→ **Dokument**
Während die einen Jugendlichen in den Urlaub fahren, müssen die anderen Zeit totschlagen. Und Freibäder werden zum Politikum.

Im Nichtschwimmerbecken, Sommerbad Kreuzberg Foto: Fabian Sommer/dpa

E ndlich Sommerferien. Draußen zu heiß, drinnen Schatten, aber eng und Geschrei. Schöne, lange Sommertage, die Ferientage besonders lang. Fußballspielen? Zu heiß. Freunde treffen? Fast alle weg. Fußballgucken? Scheiß Sommerpause. Einkaufszentrum? Ist schön kühl, ok, lass gehen! Stille auf dem großen Platz, Ruhe am Busbahnhof, keiner auf dem Bolzplatz. Die ganze Stadt wie das verlassene Dorf im Western auf RTL 2. Nur die Heuballen fehlen, die pfeifend über den trockenen Boden rollen.

Endlich Sommerferien. Spät schlafen gehen, lange schlafen, spät aufstehen, oder gleich komplett durchmachen und Fifa zocken. So wie manchmal am Wochenende, aber dieses Wochenende ist sehr lang. Die Zeit vergessen. Die Tage verschwimmen. Zumindest erwartet niemand etwas. Die Lehrer erwarten nichts, weil sie im Urlaub sind. Die Eltern erwarten nichts, weil sie keinen Urlaub bezahlen können. Kein Stress, keine Hausaufgaben, keine Prüfung, kein Druck. Nur Leere. Alles gut?

→ **Arbeitsauftrag 1**
Übertrage aus den Datensätzen den Abschnitt von der Zeile mit „pillar in the photo above.“ bis einschließlich der Zeile mit „water in the photo above.“ in eine Markdown-Tabelle. Die Spalte „Nr“ enthält die fortlaufende Zeilennummer und die Spalte „Zeile“ den Wortlaut der Zeile, Leerzeilen entfallen.

→ **Bereitgestellte Daten**
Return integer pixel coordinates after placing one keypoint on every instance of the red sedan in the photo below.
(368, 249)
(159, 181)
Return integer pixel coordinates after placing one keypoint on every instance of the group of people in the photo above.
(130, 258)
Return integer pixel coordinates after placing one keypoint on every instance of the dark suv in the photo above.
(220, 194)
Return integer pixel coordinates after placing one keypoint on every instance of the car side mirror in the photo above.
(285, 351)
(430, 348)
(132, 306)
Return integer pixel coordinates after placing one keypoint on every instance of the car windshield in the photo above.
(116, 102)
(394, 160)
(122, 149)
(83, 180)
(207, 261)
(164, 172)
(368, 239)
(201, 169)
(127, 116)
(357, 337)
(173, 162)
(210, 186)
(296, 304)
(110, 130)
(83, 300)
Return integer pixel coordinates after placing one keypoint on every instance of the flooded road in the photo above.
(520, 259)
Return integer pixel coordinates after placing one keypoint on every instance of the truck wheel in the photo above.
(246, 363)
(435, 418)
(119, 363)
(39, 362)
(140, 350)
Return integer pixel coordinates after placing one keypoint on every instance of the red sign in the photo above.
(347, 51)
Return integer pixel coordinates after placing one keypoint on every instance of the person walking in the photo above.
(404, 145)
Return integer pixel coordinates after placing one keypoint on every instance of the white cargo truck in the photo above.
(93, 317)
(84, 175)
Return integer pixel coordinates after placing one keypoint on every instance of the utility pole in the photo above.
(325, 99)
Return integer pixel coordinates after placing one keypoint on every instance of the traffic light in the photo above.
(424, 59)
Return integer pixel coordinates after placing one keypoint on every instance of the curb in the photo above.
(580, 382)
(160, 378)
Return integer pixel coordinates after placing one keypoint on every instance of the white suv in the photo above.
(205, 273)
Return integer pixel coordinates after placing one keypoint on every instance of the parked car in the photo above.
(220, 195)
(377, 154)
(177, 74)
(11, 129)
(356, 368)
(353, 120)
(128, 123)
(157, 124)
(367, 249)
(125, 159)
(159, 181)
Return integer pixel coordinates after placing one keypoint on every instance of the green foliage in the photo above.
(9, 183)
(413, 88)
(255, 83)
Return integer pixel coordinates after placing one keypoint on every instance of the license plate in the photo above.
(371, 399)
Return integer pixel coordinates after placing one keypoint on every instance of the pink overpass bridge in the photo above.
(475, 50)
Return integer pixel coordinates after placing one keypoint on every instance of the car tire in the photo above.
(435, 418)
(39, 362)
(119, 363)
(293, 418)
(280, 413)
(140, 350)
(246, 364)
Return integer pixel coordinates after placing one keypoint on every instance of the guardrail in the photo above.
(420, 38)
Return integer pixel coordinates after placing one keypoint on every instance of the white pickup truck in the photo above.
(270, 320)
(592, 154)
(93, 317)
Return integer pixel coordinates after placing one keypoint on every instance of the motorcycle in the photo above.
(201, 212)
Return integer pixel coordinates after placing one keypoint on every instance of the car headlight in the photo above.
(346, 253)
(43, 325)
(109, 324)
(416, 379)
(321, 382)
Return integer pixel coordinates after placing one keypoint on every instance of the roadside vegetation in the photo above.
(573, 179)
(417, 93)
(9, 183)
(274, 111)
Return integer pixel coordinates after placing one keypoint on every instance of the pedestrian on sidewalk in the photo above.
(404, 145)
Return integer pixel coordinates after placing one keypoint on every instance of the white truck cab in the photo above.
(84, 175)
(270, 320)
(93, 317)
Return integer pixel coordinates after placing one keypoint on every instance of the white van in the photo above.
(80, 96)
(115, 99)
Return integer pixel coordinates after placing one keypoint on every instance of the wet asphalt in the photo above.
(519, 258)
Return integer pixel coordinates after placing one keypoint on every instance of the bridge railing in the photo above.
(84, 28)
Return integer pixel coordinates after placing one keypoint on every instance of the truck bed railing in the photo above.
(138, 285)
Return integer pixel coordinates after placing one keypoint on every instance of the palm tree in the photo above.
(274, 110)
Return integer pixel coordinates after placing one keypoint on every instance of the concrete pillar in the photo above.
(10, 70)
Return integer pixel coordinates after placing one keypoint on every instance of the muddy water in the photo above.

==

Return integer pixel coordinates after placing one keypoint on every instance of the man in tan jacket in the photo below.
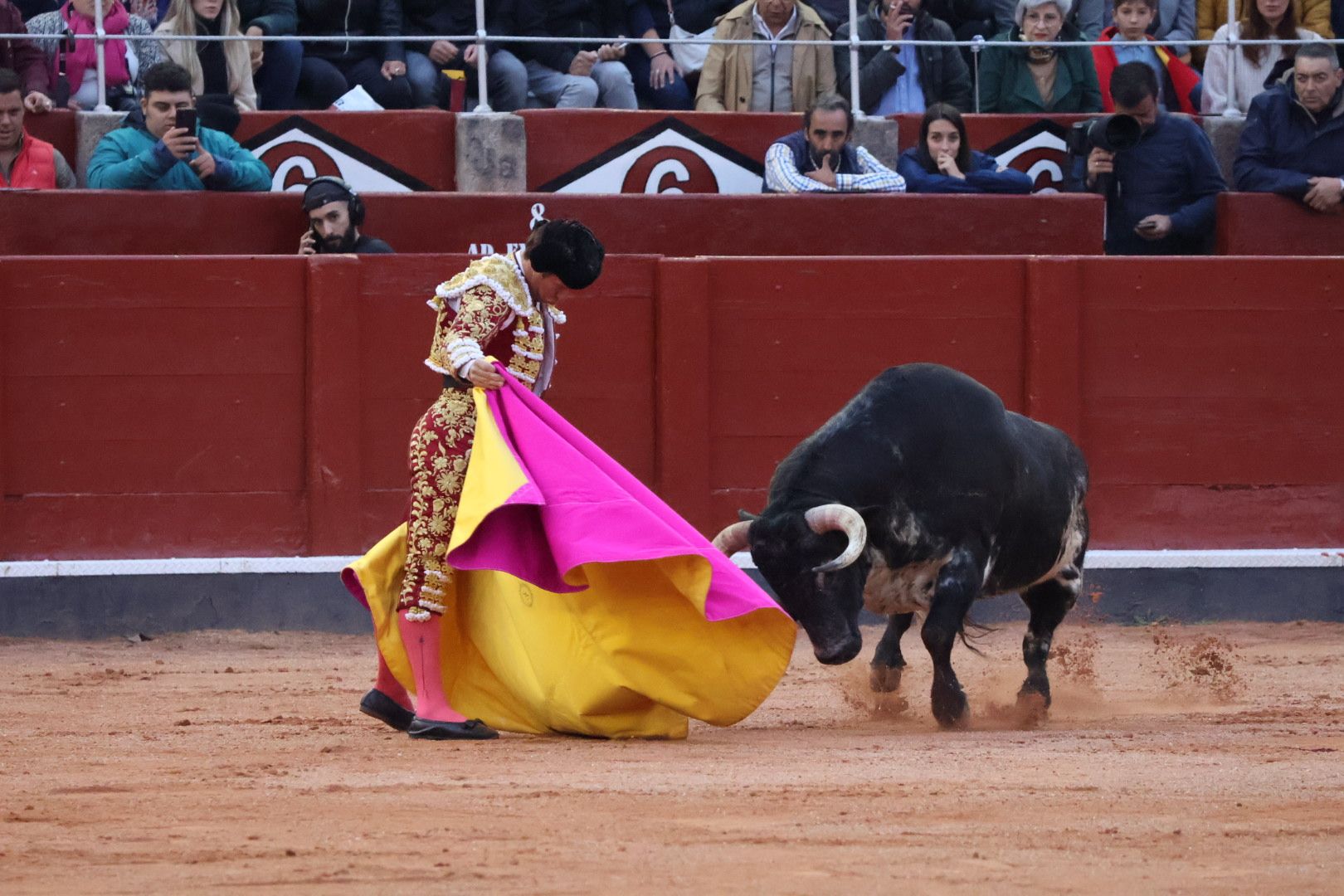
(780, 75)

→ **Arbeitsauftrag 2**
Gib für jede Aussage an, ob sie mit dem Text über die Sommerferien übereinstimmt. Antworte jeweils mit Ja oder Nein und zitiere die entscheidenden Worte des Textes wörtlich.
(a) Die Lehrer erwarten nichts, weil sie im Urlaub sind.
(b) Zum Fußballspielen ist es zu kalt.
(c) Auf dem Bolzplatz sind viele Leute.

→ **Vollständige Antwort 1**
| Nr | Zeile |
|---|---|
| 1 | Return integer pixel coordinates after placing one keypoint on every instance of the concrete pillar in the photo above. |
| 2 | (10, 70) |
| 3 | Return integer pixel coordinates after placing one keypoint on every instance of the muddy water in the photo above. |

→ **Vollständige Antwort 2**
(a) Ja: „Die Lehrer erwarten nichts, weil sie im Urlaub sind.“
(b) Nein: „Fußballspielen? Zu heiß.“
(c) Nein: „keiner auf dem Bolzplatz“